HOW TO COMPLETE THIS TASK: Provide a character-exact reproduction of the lines from the line with "Every instance of the retaining" to the end of the entries.

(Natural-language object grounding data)
#####
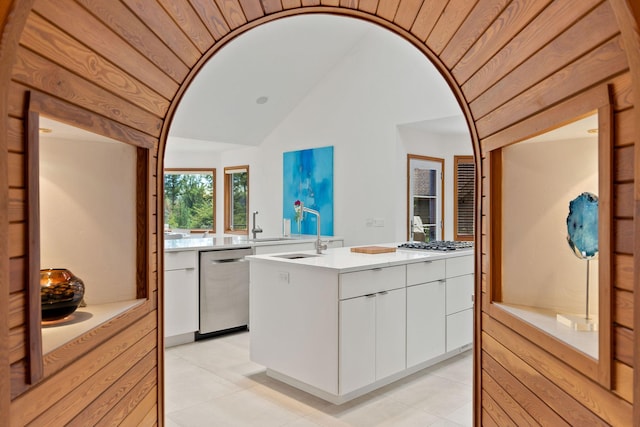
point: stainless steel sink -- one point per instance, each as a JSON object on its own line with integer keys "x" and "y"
{"x": 295, "y": 256}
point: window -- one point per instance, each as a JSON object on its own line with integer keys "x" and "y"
{"x": 236, "y": 197}
{"x": 425, "y": 191}
{"x": 189, "y": 199}
{"x": 463, "y": 197}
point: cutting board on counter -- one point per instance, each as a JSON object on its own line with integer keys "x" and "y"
{"x": 373, "y": 249}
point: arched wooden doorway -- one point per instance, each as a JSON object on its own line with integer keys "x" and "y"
{"x": 118, "y": 70}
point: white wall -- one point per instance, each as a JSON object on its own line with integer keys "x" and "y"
{"x": 356, "y": 108}
{"x": 87, "y": 215}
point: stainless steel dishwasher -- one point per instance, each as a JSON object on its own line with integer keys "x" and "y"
{"x": 224, "y": 291}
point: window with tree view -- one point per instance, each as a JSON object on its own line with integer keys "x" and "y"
{"x": 236, "y": 208}
{"x": 189, "y": 199}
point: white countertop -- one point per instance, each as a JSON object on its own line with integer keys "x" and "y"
{"x": 343, "y": 260}
{"x": 229, "y": 241}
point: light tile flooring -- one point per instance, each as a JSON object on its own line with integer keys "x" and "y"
{"x": 213, "y": 383}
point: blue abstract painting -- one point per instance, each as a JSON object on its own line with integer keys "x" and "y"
{"x": 308, "y": 177}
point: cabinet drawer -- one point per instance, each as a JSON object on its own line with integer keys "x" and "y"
{"x": 424, "y": 272}
{"x": 459, "y": 293}
{"x": 459, "y": 266}
{"x": 179, "y": 260}
{"x": 371, "y": 281}
{"x": 459, "y": 329}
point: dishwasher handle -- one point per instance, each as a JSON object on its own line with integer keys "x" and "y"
{"x": 223, "y": 261}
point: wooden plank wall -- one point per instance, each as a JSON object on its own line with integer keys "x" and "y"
{"x": 123, "y": 62}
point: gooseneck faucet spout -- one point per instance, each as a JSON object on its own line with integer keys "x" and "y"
{"x": 255, "y": 230}
{"x": 319, "y": 244}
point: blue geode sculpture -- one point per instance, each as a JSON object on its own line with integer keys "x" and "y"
{"x": 582, "y": 225}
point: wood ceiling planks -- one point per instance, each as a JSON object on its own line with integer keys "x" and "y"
{"x": 471, "y": 29}
{"x": 528, "y": 40}
{"x": 41, "y": 36}
{"x": 162, "y": 76}
{"x": 189, "y": 22}
{"x": 212, "y": 17}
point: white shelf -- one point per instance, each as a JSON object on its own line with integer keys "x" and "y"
{"x": 84, "y": 319}
{"x": 544, "y": 319}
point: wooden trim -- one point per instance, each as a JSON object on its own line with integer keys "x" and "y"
{"x": 456, "y": 161}
{"x": 142, "y": 231}
{"x": 227, "y": 200}
{"x": 75, "y": 116}
{"x": 213, "y": 199}
{"x": 430, "y": 159}
{"x": 38, "y": 365}
{"x": 627, "y": 14}
{"x": 605, "y": 241}
{"x": 34, "y": 313}
{"x": 569, "y": 111}
{"x": 495, "y": 227}
{"x": 559, "y": 371}
{"x": 581, "y": 106}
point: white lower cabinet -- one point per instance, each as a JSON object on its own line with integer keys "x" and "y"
{"x": 180, "y": 294}
{"x": 357, "y": 366}
{"x": 372, "y": 338}
{"x": 459, "y": 329}
{"x": 459, "y": 307}
{"x": 425, "y": 322}
{"x": 340, "y": 334}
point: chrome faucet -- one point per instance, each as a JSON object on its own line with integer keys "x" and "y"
{"x": 319, "y": 244}
{"x": 255, "y": 230}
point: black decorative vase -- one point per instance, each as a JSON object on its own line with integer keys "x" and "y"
{"x": 60, "y": 293}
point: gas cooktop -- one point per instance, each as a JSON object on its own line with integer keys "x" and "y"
{"x": 437, "y": 245}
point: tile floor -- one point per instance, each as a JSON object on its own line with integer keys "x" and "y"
{"x": 213, "y": 383}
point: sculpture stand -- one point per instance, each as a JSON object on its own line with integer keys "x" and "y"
{"x": 580, "y": 323}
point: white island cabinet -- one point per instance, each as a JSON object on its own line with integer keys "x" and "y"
{"x": 372, "y": 326}
{"x": 180, "y": 296}
{"x": 341, "y": 324}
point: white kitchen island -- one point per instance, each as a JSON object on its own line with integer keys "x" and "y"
{"x": 341, "y": 324}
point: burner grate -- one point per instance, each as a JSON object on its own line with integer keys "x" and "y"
{"x": 437, "y": 245}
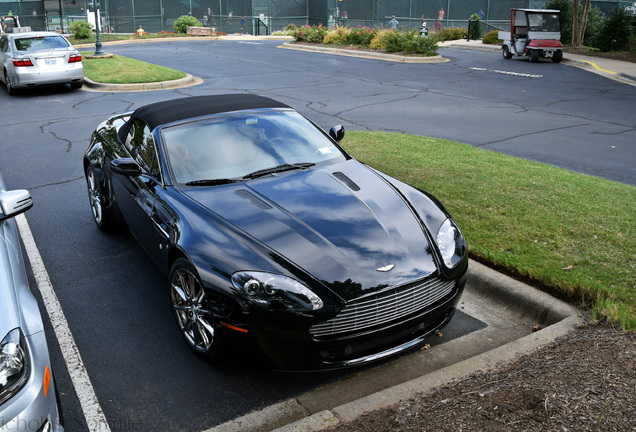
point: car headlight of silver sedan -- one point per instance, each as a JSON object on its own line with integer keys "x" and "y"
{"x": 14, "y": 364}
{"x": 275, "y": 291}
{"x": 451, "y": 243}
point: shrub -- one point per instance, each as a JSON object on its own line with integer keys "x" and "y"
{"x": 616, "y": 32}
{"x": 492, "y": 37}
{"x": 182, "y": 23}
{"x": 595, "y": 21}
{"x": 359, "y": 36}
{"x": 409, "y": 42}
{"x": 451, "y": 33}
{"x": 81, "y": 29}
{"x": 379, "y": 41}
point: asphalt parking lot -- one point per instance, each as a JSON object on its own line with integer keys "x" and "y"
{"x": 121, "y": 322}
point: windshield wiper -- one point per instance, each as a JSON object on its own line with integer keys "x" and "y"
{"x": 279, "y": 168}
{"x": 211, "y": 182}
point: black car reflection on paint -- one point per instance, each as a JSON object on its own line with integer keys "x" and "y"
{"x": 271, "y": 233}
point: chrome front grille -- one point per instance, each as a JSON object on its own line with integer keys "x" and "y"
{"x": 384, "y": 307}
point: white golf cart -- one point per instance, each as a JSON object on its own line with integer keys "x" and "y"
{"x": 534, "y": 33}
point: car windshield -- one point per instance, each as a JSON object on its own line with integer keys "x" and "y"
{"x": 240, "y": 145}
{"x": 40, "y": 43}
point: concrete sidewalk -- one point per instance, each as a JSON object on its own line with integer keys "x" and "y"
{"x": 498, "y": 300}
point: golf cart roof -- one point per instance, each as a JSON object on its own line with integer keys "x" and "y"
{"x": 538, "y": 10}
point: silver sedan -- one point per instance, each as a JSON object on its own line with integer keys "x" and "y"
{"x": 28, "y": 400}
{"x": 32, "y": 59}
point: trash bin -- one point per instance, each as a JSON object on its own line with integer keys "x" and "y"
{"x": 423, "y": 30}
{"x": 474, "y": 29}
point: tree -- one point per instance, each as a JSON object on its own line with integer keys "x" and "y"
{"x": 616, "y": 31}
{"x": 579, "y": 23}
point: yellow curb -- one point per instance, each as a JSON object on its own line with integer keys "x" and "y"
{"x": 597, "y": 67}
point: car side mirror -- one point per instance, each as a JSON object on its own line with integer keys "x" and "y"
{"x": 12, "y": 203}
{"x": 125, "y": 166}
{"x": 337, "y": 133}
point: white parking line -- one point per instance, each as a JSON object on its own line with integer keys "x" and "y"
{"x": 506, "y": 72}
{"x": 95, "y": 418}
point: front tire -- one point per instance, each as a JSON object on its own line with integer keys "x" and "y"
{"x": 189, "y": 304}
{"x": 10, "y": 89}
{"x": 505, "y": 51}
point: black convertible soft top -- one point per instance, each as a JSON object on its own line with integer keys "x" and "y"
{"x": 169, "y": 111}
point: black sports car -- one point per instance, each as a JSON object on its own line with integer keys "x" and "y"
{"x": 270, "y": 232}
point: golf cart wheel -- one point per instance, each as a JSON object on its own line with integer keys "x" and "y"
{"x": 506, "y": 52}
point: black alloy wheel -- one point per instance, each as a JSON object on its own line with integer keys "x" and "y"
{"x": 506, "y": 52}
{"x": 189, "y": 304}
{"x": 101, "y": 214}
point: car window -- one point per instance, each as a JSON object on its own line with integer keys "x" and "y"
{"x": 236, "y": 145}
{"x": 40, "y": 43}
{"x": 141, "y": 145}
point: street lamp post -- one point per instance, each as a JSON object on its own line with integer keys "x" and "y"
{"x": 98, "y": 41}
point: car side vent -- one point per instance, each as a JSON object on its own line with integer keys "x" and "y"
{"x": 247, "y": 195}
{"x": 347, "y": 181}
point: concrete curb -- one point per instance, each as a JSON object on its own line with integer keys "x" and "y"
{"x": 366, "y": 54}
{"x": 291, "y": 416}
{"x": 188, "y": 81}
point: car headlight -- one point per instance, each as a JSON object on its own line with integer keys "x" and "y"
{"x": 451, "y": 243}
{"x": 14, "y": 364}
{"x": 276, "y": 291}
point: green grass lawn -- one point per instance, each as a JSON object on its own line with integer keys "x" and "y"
{"x": 573, "y": 234}
{"x": 124, "y": 70}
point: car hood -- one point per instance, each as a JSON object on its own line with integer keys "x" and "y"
{"x": 343, "y": 224}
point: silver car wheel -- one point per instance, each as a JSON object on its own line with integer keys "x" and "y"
{"x": 195, "y": 321}
{"x": 7, "y": 80}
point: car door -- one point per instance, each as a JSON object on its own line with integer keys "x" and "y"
{"x": 136, "y": 194}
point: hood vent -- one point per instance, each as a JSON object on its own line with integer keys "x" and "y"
{"x": 347, "y": 181}
{"x": 248, "y": 196}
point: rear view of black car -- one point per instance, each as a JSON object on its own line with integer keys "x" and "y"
{"x": 269, "y": 232}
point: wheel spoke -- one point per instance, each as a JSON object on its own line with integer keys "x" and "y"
{"x": 179, "y": 292}
{"x": 189, "y": 304}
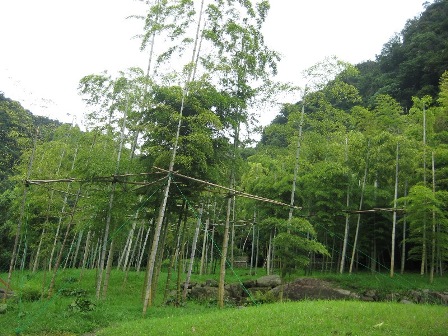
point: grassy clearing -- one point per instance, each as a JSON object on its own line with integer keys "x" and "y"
{"x": 61, "y": 315}
{"x": 299, "y": 318}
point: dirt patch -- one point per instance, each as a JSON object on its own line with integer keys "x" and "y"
{"x": 312, "y": 289}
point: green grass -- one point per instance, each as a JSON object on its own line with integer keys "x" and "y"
{"x": 298, "y": 318}
{"x": 29, "y": 315}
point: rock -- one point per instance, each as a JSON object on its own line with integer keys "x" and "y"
{"x": 371, "y": 294}
{"x": 235, "y": 291}
{"x": 367, "y": 299}
{"x": 269, "y": 281}
{"x": 311, "y": 289}
{"x": 204, "y": 293}
{"x": 441, "y": 298}
{"x": 6, "y": 294}
{"x": 394, "y": 297}
{"x": 250, "y": 283}
{"x": 211, "y": 283}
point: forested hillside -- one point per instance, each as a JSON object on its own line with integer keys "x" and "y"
{"x": 411, "y": 62}
{"x": 351, "y": 178}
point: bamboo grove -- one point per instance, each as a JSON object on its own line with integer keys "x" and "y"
{"x": 162, "y": 176}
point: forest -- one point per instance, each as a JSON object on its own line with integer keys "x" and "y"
{"x": 166, "y": 174}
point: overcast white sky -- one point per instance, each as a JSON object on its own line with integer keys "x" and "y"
{"x": 47, "y": 46}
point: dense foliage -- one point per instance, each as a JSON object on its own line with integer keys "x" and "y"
{"x": 361, "y": 160}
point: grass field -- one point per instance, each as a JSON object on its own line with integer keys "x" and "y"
{"x": 73, "y": 310}
{"x": 299, "y": 318}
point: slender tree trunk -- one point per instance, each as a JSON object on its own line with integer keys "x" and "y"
{"x": 86, "y": 254}
{"x": 424, "y": 251}
{"x": 140, "y": 259}
{"x": 193, "y": 252}
{"x": 36, "y": 259}
{"x": 166, "y": 191}
{"x": 296, "y": 166}
{"x": 268, "y": 257}
{"x": 128, "y": 250}
{"x": 59, "y": 258}
{"x": 75, "y": 257}
{"x": 22, "y": 210}
{"x": 175, "y": 253}
{"x": 225, "y": 244}
{"x": 70, "y": 251}
{"x": 110, "y": 259}
{"x": 347, "y": 214}
{"x": 403, "y": 246}
{"x": 204, "y": 247}
{"x": 394, "y": 219}
{"x": 433, "y": 238}
{"x": 355, "y": 243}
{"x": 212, "y": 250}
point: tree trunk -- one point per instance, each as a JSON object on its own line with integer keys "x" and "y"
{"x": 355, "y": 243}
{"x": 110, "y": 259}
{"x": 204, "y": 247}
{"x": 129, "y": 247}
{"x": 36, "y": 259}
{"x": 394, "y": 219}
{"x": 193, "y": 252}
{"x": 58, "y": 260}
{"x": 143, "y": 248}
{"x": 403, "y": 246}
{"x": 268, "y": 256}
{"x": 22, "y": 210}
{"x": 424, "y": 252}
{"x": 296, "y": 166}
{"x": 86, "y": 254}
{"x": 75, "y": 257}
{"x": 433, "y": 238}
{"x": 225, "y": 244}
{"x": 347, "y": 215}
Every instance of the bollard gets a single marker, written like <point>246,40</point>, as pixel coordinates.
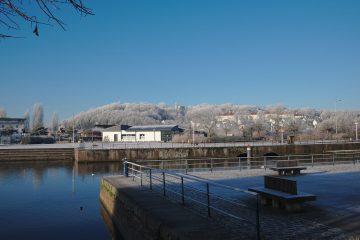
<point>312,160</point>
<point>208,199</point>
<point>182,191</point>
<point>248,156</point>
<point>257,218</point>
<point>126,169</point>
<point>265,162</point>
<point>150,180</point>
<point>164,184</point>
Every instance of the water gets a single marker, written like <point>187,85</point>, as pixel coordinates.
<point>52,201</point>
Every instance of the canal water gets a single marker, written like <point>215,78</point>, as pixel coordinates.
<point>53,201</point>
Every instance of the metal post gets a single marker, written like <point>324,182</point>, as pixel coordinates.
<point>248,155</point>
<point>150,179</point>
<point>257,218</point>
<point>354,158</point>
<point>356,131</point>
<point>312,160</point>
<point>208,198</point>
<point>140,176</point>
<point>182,191</point>
<point>126,169</point>
<point>265,163</point>
<point>240,163</point>
<point>164,184</point>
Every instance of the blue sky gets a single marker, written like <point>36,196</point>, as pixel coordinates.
<point>299,53</point>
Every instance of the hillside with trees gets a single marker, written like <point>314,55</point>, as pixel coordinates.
<point>227,121</point>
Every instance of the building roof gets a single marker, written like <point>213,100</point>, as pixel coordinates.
<point>154,128</point>
<point>143,128</point>
<point>12,119</point>
<point>116,128</point>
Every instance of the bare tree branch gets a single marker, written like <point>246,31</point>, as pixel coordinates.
<point>12,12</point>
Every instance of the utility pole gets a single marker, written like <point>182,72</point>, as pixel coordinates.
<point>74,131</point>
<point>336,101</point>
<point>193,127</point>
<point>356,132</point>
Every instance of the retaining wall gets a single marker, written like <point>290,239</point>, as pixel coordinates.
<point>84,155</point>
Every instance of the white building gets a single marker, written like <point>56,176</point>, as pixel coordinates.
<point>149,133</point>
<point>12,124</point>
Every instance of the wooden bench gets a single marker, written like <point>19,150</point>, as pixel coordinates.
<point>288,167</point>
<point>282,192</point>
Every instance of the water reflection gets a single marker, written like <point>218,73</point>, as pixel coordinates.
#####
RESPONSE BOX:
Every instance of the retaining wall gets a single marker, written like <point>290,239</point>, as pixel coordinates.
<point>84,155</point>
Every instance of the white building gets a single marker, written like <point>56,176</point>, as pixel coordinates.
<point>149,133</point>
<point>12,124</point>
Every instance of the wooden bench gets a single marker, written like <point>19,150</point>, as pixel coordinates.
<point>288,167</point>
<point>282,192</point>
Every instance of the water reflection gets a single marker, written like <point>218,73</point>, as pixel coordinates.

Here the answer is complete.